__DOCUMENT PASSAGE__:
In several European countries laws have also been passed banning fast food advertising targeting children as well as candy machines in schools. Vast amount of taxpayers’ money is further spent in more or less fruitless campaigns directed at youths about eating healthy and exercising. 

This is a part of an ambitious goal to slightly cut the number of heart attacks expected to occur in the 2070s when today’s children reach their 60s. This investment also presumes that by half a century from now there will be no future major medical breakthroughs preventing atherosclerotic heart disease, in addition to other forms of age-related illness. 

I argue that taxes on junk food, national health campaigns, and a fat shaming culture do not lead us anywhere.There is no fountain of youth or solution to the public health crisis to be gained from fighting the obesity epidemic. On the contrary this preoccupation hurts society in the long term by distracting public opinion and researchers away from the real issue which is biological aging.

But ‘obesity is very dangerous’ health experts argue, ‘it is a major cause of death and wastes billions in health care expenditure. Surely one can then rationalize also spending billions trying to combat obesity in order to achieve a net positive gain in economy and global health outcomes?’


Well, I argue that these figures need to be put into context.

A map of male obesity worldwide. Orange represents the highest percentage, while grey represents a lack of data. Credit: worldobesity.org

A map of male obesity worldwide. Orange represents the highest percentage, while grey represents a lack of data. Credit: worldobesity.org

In Western European countries such as Sweden 91% of all people born around 1950 currently reach the retirement age of 65. That figure includes drug addicts, victims of fatal accidents, suicides, smokers, alcoholics and the morbidly obese. Roughly 1% in contrast reach their 100th birthday, hence one can easily see that essentially 90% of all people die of aging between the ages of 65 and 100.

Nearly all obese people die of age-related causes that are sped up by unhealthy lifestyle choices, increasing rates of type 2 diabetes, atherosclerotic heart disease and certain forms of cancer. These deaths occur predominantly in the young-elderly age category of 60-75 years of age. There are many young obese people in Sweden, but only about a dozen heart attacks occur every year in people aged under 40. (It is unknown if these rare cases are related to lifestyle). Prior to the early 40s age group, suicide and accidents dominate the causes of death.
 
In conclusion if no-one was biologically over 40 years old we could expect that very few would die from obesity, and the main issues would be physical fitness and a mismatch with the skinny beauty ideal perpetuated by Western media. It therefore makes little sense to expend every effort possible to prevent young people from putting on weight, but it makes a lot of sense to spend energy trying improve the lives of the elderly, as they are in the real risk zone as a result of aging pathologies. On the contrary there is no scientific evidence backing up the notion driven by popular media that extreme longevity is possible to achieve through an unusually healthy lifestyle. The forms of aging damage that tend to cause mortality in the 85+ group have no quick, lifestyle fix. 

Credit; Tobyotter/Flickr

Credit; Tobyotter/Flickr

All statistics show that when you eliminate premature causes of death, most people are shifted towards the most common age of death at around 87 years old (depending on the country). The unhealthy, very obese person might end up living to 72, while the fit athlete could reach 89 for example. The difference in female life expectancy between the most long-lived japanese island Okinawa vs Sweden is a matter of 84 vs 87 years old.

This is why we should intervene and focus our resources on tackling the toxic consequences of aging causing frailty and enormous suffering in the elderly. The intrinsic aging process itself kills a massive 110,000 people every day, causing enormous human suffering and loss of economic productivity. Taxing sugary foods and shaming young people into having a poor body image is not the way we should go when it comes to dealing with the global challenge of runaway health expenditure and age-related disease.

__EXERCISE DIRECTIONS__:
Return the portion of the passage on obesity and aging from "But ‘obesity is" up to and including "put into context.", copied word for word.

__DATA SHOWN__:
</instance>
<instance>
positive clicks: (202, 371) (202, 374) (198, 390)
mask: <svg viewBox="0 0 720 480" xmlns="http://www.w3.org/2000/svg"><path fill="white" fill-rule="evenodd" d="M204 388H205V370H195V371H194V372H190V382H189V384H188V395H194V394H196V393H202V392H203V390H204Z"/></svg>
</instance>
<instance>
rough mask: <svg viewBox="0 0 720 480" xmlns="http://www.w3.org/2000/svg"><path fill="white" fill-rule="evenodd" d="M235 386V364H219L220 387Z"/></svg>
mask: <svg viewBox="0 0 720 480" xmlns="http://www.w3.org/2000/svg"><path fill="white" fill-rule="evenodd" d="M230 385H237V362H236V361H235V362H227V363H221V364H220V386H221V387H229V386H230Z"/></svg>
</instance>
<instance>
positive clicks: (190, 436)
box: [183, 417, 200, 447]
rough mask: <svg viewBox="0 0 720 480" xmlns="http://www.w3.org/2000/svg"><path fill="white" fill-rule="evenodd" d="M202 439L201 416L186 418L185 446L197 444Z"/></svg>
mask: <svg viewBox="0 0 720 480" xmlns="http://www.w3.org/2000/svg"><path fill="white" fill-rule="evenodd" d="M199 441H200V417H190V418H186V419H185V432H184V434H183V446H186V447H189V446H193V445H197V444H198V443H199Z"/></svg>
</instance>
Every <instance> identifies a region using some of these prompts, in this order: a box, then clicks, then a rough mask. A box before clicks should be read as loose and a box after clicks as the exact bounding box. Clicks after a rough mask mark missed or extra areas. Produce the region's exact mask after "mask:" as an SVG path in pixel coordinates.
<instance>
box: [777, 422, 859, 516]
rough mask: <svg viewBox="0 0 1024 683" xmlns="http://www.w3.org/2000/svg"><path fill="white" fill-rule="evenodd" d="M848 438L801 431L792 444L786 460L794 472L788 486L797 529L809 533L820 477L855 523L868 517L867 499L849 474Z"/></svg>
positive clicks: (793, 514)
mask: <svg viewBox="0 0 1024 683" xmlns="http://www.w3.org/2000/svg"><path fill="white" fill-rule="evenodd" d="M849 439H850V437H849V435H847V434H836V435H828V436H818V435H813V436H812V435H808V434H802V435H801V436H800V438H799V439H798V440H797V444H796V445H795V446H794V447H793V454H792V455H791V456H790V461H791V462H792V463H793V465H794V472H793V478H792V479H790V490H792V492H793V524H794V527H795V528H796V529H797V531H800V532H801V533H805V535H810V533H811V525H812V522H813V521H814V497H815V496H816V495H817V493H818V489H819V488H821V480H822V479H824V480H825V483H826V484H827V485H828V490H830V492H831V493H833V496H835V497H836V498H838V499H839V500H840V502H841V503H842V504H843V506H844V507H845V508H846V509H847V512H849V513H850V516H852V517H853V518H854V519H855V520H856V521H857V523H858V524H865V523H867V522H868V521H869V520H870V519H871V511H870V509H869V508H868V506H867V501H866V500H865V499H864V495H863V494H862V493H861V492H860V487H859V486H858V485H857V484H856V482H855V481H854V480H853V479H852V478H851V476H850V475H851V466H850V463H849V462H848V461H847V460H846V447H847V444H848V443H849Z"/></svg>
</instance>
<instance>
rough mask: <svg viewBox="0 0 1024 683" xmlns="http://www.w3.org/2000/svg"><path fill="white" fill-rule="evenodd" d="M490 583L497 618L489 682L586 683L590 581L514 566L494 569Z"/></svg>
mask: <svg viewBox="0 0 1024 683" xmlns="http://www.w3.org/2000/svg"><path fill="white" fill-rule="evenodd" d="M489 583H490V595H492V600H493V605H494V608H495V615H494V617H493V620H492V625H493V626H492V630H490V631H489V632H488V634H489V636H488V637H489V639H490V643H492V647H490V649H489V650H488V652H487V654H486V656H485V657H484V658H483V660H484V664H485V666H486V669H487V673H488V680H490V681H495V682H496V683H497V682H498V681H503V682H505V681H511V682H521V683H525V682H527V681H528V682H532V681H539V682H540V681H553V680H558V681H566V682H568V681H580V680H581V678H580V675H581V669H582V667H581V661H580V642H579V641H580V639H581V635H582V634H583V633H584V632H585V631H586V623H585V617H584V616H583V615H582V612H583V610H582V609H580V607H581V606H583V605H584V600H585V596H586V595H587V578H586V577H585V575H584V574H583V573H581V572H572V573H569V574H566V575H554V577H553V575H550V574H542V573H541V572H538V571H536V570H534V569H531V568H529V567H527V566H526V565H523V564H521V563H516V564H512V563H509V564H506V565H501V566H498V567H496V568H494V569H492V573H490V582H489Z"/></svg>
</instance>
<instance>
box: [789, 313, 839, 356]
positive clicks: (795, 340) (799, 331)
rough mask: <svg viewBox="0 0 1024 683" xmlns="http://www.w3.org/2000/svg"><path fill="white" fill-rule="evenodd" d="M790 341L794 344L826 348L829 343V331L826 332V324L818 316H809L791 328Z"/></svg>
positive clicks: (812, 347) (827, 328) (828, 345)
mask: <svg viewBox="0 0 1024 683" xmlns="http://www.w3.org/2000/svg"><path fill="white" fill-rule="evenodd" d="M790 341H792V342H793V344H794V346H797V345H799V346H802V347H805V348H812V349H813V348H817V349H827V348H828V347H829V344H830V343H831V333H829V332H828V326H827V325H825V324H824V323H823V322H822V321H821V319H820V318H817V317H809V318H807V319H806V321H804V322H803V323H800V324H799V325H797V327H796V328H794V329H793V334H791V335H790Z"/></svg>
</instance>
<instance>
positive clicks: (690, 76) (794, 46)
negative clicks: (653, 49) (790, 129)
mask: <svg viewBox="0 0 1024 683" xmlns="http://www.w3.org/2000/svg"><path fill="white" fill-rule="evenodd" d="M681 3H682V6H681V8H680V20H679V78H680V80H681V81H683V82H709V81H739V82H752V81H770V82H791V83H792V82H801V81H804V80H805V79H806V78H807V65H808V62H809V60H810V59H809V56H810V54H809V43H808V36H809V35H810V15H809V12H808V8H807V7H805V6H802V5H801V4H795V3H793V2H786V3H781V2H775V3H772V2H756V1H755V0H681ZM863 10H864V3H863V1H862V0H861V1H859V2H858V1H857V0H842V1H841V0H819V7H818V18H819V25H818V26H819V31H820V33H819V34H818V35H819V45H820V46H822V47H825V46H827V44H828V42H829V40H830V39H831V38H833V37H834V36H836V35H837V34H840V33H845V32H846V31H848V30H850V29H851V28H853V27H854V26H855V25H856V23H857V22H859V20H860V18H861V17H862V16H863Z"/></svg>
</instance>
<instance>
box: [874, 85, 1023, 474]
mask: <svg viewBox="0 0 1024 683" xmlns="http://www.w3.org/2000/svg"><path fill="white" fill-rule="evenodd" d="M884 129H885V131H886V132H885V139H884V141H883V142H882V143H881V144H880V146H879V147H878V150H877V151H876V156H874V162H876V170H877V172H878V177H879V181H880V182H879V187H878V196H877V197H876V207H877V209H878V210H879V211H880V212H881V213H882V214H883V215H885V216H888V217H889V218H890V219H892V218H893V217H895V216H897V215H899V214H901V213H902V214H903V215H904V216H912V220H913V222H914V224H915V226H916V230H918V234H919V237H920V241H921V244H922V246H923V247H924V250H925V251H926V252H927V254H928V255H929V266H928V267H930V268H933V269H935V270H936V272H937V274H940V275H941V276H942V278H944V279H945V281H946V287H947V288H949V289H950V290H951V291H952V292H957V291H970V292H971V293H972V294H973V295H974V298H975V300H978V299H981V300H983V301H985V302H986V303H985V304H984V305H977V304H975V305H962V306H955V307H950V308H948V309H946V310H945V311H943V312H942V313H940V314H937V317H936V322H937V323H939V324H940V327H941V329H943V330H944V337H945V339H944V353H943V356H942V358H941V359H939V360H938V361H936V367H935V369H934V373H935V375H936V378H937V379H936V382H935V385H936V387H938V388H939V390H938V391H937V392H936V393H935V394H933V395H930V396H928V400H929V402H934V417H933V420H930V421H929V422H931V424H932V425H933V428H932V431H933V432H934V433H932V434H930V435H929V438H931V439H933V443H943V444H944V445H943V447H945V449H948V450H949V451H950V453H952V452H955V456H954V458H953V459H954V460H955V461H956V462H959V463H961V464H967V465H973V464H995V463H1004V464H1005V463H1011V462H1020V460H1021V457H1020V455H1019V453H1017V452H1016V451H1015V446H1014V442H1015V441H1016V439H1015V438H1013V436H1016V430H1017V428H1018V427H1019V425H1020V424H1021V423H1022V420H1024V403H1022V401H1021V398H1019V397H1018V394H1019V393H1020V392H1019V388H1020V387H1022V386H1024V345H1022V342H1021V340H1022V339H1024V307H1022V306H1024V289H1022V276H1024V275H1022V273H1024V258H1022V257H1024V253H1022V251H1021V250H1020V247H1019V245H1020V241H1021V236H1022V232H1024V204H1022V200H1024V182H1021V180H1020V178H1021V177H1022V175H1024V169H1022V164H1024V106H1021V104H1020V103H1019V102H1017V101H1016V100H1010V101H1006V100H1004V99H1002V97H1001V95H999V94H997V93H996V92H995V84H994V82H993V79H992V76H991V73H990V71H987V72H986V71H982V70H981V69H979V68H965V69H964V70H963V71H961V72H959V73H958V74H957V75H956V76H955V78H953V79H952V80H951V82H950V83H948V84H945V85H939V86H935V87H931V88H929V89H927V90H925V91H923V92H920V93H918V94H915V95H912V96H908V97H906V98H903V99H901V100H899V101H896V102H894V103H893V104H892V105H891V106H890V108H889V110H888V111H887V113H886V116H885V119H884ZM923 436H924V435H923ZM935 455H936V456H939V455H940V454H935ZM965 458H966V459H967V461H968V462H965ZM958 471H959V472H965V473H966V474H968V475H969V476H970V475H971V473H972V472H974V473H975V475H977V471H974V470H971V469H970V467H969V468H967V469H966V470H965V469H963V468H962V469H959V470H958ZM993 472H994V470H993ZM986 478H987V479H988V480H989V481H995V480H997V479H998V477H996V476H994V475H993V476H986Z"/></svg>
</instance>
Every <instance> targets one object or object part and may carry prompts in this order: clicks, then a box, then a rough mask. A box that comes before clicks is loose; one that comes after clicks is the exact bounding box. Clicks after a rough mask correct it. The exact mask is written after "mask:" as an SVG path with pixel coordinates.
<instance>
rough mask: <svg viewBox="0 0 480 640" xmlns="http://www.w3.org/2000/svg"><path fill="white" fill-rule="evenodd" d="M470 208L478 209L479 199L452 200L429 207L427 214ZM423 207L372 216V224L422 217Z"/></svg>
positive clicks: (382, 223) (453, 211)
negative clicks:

__EXERCISE RESPONSE__:
But ‘obesity is very dangerous’ health experts argue, ‘it is a major cause of death and wastes billions in health care expenditure. Surely one can then rationalize also spending billions trying to combat obesity in order to achieve a net positive gain in economy and global health outcomes?’


Well, I argue that these figures need to be put into context.